Township in Ohio, United States

Boston Township is one of the nine townships of Summit County, Ohio, United States, about 15 miles north of Akron and 23 miles south of Cleveland. It is part of the Akron metropolitan area. The 2020 census found 1,401 people in the township.

==Geography==
Located in the northern part of the county, it borders the following townships and municipalities:
- Sagamore Hills Township - north
- Northfield Center Township - northeast
- Boston Heights - northeast, south of Northfield Center Township
- Hudson - east
- Stow - southeast corner
- Cuyahoga Falls - south
- Bath Township - southwest
- Richfield Township - west
- Brecksville - northwest

Most of the village of Boston Heights occupies a part of what was previously the northeast part of Boston Township. The village of Peninsula, which is still legally part of the township, is in the center. Cuyahoga Falls annexed an area along State Road and Northfield Center has the Brandywine area due to annexation when Northfield Center was part of Northfield Village.

It occupies most of survey Town 4, Range 11 in the Connecticut Western Reserve.

==Name==
Named by James Stanford after Boston, Massachusetts, it is the only Boston Township statewide.

==History==
The Hopewell Culture inhabited the area by ~200AD and constructed the Everett Mound near Everett.

──────────

Give again the part of the Boston Township text from "It occupies most" up to and including "Boston Township statewide.", copying it exactly.

» Data excerpts
──────────

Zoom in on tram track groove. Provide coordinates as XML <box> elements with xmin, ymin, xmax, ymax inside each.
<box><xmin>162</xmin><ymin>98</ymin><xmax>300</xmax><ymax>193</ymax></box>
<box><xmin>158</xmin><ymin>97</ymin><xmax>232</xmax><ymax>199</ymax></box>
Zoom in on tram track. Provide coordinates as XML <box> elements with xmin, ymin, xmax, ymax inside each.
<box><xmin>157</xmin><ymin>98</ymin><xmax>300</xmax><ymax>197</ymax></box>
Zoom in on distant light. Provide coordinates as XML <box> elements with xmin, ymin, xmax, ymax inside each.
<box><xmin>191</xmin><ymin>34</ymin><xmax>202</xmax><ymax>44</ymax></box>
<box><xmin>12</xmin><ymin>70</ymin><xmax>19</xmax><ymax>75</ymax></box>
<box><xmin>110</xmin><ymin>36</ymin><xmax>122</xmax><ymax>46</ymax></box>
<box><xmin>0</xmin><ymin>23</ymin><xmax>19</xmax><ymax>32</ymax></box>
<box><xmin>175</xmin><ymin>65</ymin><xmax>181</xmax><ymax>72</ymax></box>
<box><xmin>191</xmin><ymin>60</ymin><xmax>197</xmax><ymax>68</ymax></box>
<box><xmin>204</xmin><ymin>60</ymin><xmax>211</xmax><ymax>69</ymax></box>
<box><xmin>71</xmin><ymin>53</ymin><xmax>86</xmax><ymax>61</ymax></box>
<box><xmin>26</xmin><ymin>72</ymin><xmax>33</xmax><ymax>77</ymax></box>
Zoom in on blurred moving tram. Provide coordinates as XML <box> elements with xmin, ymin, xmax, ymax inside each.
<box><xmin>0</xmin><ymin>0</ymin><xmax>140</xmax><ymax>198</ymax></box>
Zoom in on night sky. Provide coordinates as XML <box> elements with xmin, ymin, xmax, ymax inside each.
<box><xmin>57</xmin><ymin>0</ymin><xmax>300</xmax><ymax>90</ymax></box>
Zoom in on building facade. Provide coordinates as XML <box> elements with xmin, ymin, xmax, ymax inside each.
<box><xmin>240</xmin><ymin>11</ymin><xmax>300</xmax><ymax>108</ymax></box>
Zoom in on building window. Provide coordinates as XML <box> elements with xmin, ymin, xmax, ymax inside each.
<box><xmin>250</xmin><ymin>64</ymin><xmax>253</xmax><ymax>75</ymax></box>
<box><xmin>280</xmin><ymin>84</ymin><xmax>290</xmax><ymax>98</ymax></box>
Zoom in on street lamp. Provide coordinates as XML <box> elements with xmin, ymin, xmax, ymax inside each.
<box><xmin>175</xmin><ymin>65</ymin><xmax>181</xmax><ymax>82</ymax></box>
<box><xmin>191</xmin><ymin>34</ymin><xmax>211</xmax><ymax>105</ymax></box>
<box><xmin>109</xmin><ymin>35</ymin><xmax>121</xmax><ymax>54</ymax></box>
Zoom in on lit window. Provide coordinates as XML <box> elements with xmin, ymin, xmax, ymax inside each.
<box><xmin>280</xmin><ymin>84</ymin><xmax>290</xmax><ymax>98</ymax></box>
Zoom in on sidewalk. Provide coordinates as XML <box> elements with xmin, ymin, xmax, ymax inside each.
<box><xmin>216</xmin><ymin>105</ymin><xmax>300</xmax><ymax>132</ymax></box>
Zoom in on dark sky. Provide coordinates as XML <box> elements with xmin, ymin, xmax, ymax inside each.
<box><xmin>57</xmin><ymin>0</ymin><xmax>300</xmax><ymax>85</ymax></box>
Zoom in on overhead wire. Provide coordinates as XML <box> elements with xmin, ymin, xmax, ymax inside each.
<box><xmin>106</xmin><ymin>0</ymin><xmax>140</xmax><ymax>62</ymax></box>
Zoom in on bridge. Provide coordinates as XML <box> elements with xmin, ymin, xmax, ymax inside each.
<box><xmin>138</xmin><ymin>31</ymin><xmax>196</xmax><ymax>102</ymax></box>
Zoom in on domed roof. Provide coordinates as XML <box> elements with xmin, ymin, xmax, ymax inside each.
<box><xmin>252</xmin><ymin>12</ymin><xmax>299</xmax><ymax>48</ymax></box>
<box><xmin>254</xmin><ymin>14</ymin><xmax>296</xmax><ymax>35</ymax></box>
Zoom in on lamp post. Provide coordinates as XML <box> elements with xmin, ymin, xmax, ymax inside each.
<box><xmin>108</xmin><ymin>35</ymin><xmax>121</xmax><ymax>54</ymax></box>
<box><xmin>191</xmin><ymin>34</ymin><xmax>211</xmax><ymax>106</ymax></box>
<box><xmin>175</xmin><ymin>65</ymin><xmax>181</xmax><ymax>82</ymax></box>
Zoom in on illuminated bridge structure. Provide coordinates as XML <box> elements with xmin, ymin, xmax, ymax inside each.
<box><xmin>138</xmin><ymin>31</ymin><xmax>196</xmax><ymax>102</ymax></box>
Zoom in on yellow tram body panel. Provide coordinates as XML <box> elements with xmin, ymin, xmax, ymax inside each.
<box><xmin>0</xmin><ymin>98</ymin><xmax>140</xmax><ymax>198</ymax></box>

──────────

» Written solution
It occupies most of survey Town 4, Range 11 in the Connecticut Western Reserve.

==Name==
Named by James Stanford after Boston, Massachusetts, it is the only Boston Township statewide.